Records excerpted from a collection
■ ■ ■ ■ ■ ■ ■
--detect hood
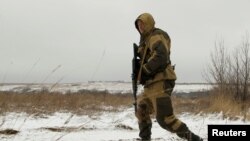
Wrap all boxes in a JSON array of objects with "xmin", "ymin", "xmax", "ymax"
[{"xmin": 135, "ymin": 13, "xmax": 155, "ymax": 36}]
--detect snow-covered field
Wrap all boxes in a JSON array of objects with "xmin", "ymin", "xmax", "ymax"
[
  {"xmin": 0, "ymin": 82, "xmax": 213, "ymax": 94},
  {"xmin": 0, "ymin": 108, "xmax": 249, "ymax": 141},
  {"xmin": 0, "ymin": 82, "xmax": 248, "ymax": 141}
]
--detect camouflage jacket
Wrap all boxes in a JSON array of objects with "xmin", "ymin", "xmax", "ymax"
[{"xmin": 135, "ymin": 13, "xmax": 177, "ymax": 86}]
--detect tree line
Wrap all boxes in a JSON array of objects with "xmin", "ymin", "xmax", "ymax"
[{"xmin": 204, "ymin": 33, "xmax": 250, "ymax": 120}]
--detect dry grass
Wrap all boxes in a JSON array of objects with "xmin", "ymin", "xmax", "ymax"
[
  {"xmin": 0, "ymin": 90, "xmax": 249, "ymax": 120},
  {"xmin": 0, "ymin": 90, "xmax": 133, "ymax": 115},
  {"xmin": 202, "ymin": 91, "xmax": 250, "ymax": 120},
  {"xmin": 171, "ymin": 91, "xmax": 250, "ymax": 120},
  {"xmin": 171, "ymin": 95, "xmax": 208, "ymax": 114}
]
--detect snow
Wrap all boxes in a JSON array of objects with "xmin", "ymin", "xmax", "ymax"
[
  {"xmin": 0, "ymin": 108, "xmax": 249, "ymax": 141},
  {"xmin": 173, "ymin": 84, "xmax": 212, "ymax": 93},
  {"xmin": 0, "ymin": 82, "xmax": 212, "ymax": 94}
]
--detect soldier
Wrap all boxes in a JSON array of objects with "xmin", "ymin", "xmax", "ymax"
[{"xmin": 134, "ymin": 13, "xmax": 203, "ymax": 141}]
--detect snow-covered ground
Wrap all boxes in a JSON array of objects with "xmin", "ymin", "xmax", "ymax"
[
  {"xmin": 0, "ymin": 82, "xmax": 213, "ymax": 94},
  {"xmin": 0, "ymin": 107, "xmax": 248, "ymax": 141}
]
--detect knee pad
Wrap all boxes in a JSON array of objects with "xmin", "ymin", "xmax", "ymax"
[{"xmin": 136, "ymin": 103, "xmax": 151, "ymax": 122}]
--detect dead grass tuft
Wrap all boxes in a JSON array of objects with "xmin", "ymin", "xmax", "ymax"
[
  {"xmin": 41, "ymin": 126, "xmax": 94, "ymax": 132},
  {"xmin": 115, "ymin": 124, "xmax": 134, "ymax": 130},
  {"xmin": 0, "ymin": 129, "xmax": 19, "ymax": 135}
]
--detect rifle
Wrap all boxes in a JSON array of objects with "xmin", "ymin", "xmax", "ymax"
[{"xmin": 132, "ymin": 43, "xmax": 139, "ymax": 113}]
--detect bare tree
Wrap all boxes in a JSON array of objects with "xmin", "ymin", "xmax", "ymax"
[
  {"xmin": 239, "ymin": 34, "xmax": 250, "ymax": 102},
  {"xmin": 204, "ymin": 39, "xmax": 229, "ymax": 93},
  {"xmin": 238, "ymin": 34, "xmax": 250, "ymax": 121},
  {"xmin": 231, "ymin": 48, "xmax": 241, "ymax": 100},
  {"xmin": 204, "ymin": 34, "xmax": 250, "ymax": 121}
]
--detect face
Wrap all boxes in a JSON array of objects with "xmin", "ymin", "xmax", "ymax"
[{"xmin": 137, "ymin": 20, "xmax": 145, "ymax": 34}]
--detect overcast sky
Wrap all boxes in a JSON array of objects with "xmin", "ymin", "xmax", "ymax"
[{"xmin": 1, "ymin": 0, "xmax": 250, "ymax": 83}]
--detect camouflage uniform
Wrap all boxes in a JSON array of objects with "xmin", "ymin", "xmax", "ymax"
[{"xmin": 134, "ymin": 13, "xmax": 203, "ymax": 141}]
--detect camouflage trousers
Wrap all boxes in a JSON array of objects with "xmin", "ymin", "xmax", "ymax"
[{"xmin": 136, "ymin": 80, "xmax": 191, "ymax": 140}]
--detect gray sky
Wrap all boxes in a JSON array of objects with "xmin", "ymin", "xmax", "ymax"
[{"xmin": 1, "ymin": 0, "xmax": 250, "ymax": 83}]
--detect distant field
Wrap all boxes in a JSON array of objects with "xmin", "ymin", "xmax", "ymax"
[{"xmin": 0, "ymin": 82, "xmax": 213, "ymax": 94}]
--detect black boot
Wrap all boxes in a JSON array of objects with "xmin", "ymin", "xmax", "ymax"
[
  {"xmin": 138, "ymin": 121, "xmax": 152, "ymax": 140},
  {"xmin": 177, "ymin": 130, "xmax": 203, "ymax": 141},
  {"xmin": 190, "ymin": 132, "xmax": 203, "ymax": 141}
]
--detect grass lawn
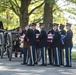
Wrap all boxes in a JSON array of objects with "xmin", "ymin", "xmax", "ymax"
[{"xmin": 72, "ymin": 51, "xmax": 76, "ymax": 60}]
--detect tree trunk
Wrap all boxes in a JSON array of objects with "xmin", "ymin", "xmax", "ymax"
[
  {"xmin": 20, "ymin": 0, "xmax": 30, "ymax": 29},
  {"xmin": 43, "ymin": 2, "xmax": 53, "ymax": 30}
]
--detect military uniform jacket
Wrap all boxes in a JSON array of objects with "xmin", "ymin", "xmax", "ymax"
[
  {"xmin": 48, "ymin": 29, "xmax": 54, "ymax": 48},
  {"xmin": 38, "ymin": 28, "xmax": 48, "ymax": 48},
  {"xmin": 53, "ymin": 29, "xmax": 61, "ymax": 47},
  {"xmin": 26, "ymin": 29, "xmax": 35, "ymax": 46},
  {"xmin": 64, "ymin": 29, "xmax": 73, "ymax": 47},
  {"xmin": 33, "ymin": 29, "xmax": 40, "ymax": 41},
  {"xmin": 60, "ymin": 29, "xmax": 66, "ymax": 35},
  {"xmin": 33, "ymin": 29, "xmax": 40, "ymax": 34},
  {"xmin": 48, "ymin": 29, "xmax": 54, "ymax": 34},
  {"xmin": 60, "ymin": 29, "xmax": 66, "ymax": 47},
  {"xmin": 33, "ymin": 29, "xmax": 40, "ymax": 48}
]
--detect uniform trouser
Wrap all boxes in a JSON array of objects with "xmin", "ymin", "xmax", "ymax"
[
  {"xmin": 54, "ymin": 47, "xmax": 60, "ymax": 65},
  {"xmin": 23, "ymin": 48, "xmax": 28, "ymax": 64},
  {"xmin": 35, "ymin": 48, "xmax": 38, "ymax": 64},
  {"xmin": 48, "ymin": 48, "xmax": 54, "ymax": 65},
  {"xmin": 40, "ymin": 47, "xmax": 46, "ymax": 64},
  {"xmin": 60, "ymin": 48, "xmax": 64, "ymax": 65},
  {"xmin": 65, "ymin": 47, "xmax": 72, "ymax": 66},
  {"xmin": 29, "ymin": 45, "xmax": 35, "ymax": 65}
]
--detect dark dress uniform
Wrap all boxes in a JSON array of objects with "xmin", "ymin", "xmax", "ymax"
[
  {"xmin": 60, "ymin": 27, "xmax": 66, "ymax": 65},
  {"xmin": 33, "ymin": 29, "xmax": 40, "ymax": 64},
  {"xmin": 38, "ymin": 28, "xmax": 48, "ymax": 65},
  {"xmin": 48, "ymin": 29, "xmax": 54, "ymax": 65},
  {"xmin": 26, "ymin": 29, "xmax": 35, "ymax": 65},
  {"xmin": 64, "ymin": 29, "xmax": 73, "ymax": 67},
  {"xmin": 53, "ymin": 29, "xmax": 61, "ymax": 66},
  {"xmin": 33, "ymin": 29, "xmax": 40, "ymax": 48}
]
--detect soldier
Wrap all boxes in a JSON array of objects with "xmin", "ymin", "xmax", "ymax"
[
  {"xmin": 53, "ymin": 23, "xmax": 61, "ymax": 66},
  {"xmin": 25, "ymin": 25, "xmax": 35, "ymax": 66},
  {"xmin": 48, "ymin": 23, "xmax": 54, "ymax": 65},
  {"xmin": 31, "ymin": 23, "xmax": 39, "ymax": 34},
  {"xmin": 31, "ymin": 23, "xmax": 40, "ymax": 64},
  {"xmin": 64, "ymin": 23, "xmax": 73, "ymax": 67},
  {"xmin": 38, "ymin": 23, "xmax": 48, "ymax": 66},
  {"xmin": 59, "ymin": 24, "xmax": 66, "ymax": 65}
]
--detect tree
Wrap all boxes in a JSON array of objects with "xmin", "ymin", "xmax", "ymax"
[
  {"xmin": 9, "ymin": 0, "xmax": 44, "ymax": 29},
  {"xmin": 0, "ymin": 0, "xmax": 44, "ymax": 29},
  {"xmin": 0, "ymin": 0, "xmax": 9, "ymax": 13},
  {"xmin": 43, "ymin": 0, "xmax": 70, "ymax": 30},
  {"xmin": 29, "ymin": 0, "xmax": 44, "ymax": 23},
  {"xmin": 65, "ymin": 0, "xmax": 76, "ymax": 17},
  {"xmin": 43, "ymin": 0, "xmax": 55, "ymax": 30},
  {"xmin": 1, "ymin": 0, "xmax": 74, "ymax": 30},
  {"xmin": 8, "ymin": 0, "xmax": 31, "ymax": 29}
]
■ ■ ■ ■ ■ ■ ■
**What you will do**: Output the lines of the records above exactly as they appear, from the line containing "--detect black boot" through the line containing "--detect grass lawn".

**Task solution**:
--detect black boot
Wrap all boxes in a JSON array of objects with "xmin", "ymin", "xmax", "ymax"
[
  {"xmin": 138, "ymin": 121, "xmax": 152, "ymax": 140},
  {"xmin": 177, "ymin": 130, "xmax": 203, "ymax": 141},
  {"xmin": 190, "ymin": 132, "xmax": 203, "ymax": 141}
]
--detect grass lawn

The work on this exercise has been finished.